• TANTANGAN A:
Menurut kutipan dokumen, siapa dosen yang membina mata kuliah Hukum Acara Peradilan Agama?
• TANTANGAN B:
Tolong tuliskan kembali dengan tepat bagian kutipan dokumen yang dimulai dari "Makalah ini disusun" dan berlanjut hingga "ini dapat terselesaikan.".
• TANTANGAN C:
Sebutkan semua satuan akademik (program studi, jurusan, dan perguruan tinggi) yang tercantum pada halaman sampul kutipan dokumen.

• KUTIPAN DOKUMEN:
══════════════════════════════
Saturday, 26 November 2016

MAKALAH Hukum Acara Peradilan Agama "TATA RUANG SIDANG DAN PERSIAPAN PERSIDANGAN "


TATA RUANG SIDANG DAN PERSIAPAN PERSIDANGAN

MAKALAH

Disusun Untuk Memenuhi Tugas Mata Kuliah ”Hukum Acara Peradilan Agama (PA)
Yang Dibina Oleh Bapak Ikhsan




Disusun Oleh :

HERMANSHAH

KELAS D



PROGRAM STUDI HUKUM EKONOMI SYARI’AH
JURUSAN SYARI’AH
SEKOLAH TINGGI AGAMA ISLAM NEGERI PAMEKASAN
2016
KATA PENGANTAR

السّلام عليكم ورحمة الله وبركته.
Segala puji bagi Allah yang telah memberikan kami kemudahan sehingga dapat menyelesaikan makalah ini. Tanpa pertolongan-Nya penyusun tidak akan sanggup menyelesaikannya dengan baik. Shalawat dan salam semoga terlimpah curahkan kepada baginda tercinta kita yakni Nabi Muhammad SAW.
Makalah ini disusun agar pembaca dapat memperluas ilmu tentang "Tata Ruang Sidang dan Persiapan Persidangan)", yang kami sajikan berdasarkan pengamatan dari berbagai sumber serta analisis pribadi. Makalah ini di susun oleh penyusun dengan berbagai rintangan. Baik itu yang datang dari diri penyusun maupun yang datang dari luar. Namun dengan penuh kesabaran dan terutama pertolongan dari Tuhan akhirnya makalah ini dapat terselesaikan.
Penyusun juga mengucapkan terima kasih kepada dosen pengampu mata kuliah Hukum Acara Peradilan Agama (PA) yang diampu oleh bapak Ikhsan yang telah membimbing penyusun agar dapat mengerti tentang bagaimana cara menyusun karya tulis ilmiah yang baik dan sesuai kaidah.
Semoga makalah ini dapat memberikan pengetahuan yang lebih luas kepada pembaca. Walaupun makalah ini memiliki kelebihan dan kekurangan, penyusun membutuhkan kritik dan saran dari pembaca yang membangun. Terima kasih.
══════════════════════════════
• CUPLIKAN DATA:
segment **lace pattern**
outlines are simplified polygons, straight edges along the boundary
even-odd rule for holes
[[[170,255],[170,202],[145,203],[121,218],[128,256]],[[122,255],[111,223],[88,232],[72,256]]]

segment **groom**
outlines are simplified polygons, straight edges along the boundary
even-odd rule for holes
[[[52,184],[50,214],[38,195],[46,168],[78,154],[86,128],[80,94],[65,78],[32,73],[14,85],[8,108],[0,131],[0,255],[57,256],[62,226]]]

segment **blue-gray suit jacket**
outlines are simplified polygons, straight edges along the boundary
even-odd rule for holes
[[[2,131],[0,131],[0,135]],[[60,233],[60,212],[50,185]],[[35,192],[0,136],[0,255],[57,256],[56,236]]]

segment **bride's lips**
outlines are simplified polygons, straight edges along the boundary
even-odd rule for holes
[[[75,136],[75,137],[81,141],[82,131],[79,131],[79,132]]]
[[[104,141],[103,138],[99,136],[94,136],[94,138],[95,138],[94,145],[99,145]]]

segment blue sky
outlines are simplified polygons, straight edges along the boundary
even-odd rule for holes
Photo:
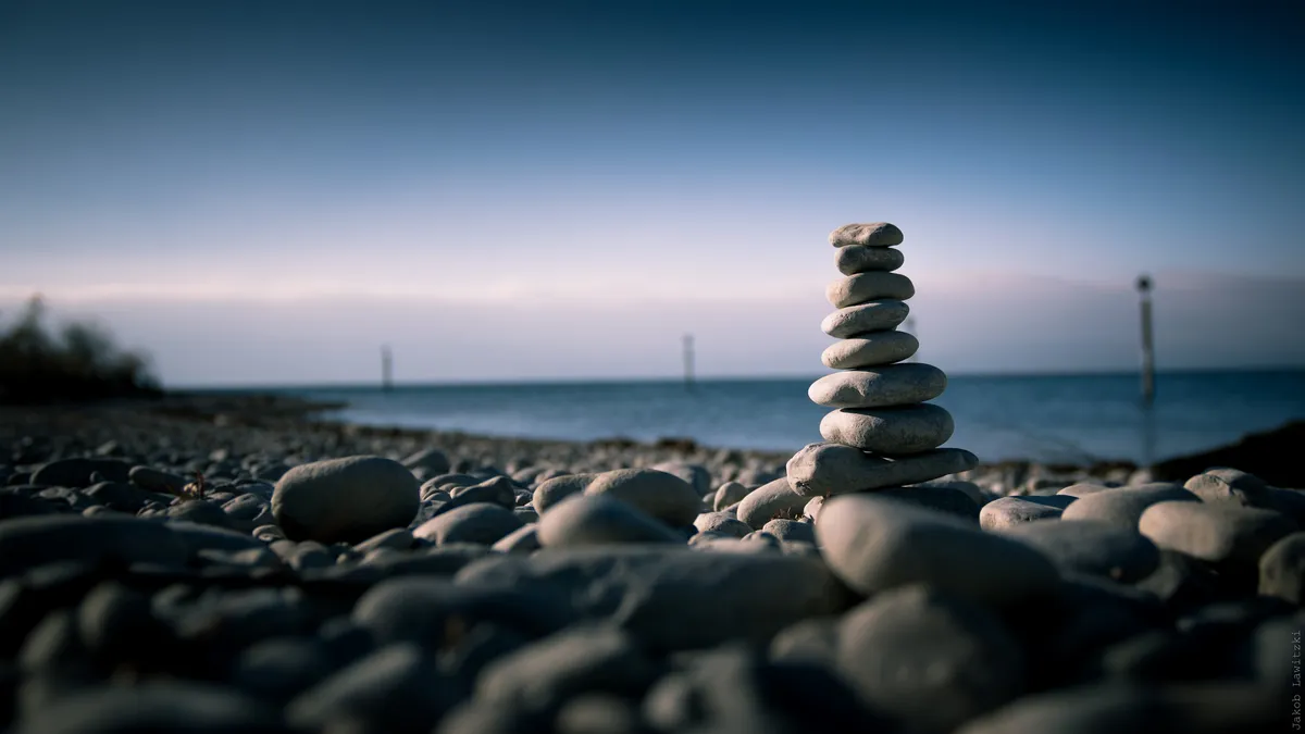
══════════════════════════════
• JAWABAN TUGAS A:
Bapak Ikhsan.

• JAWABAN TUGAS B:
Makalah ini disusun agar pembaca dapat memperluas ilmu tentang "Tata Ruang Sidang dan Persiapan Persidangan)", yang kami sajikan berdasarkan pengamatan dari berbagai sumber serta analisis pribadi. Makalah ini di susun oleh penyusun dengan berbagai rintangan. Baik itu yang datang dari diri penyusun maupun yang datang dari luar. Namun dengan penuh kesabaran dan terutama pertolongan dari Tuhan akhirnya makalah ini dapat terselesaikan.

• JAWABAN TUGAS C:
PROGRAM STUDI HUKUM EKONOMI SYARI’AH, JURUSAN SYARI’AH, SEKOLAH TINGGI AGAMA ISLAM NEGERI PAMEKASAN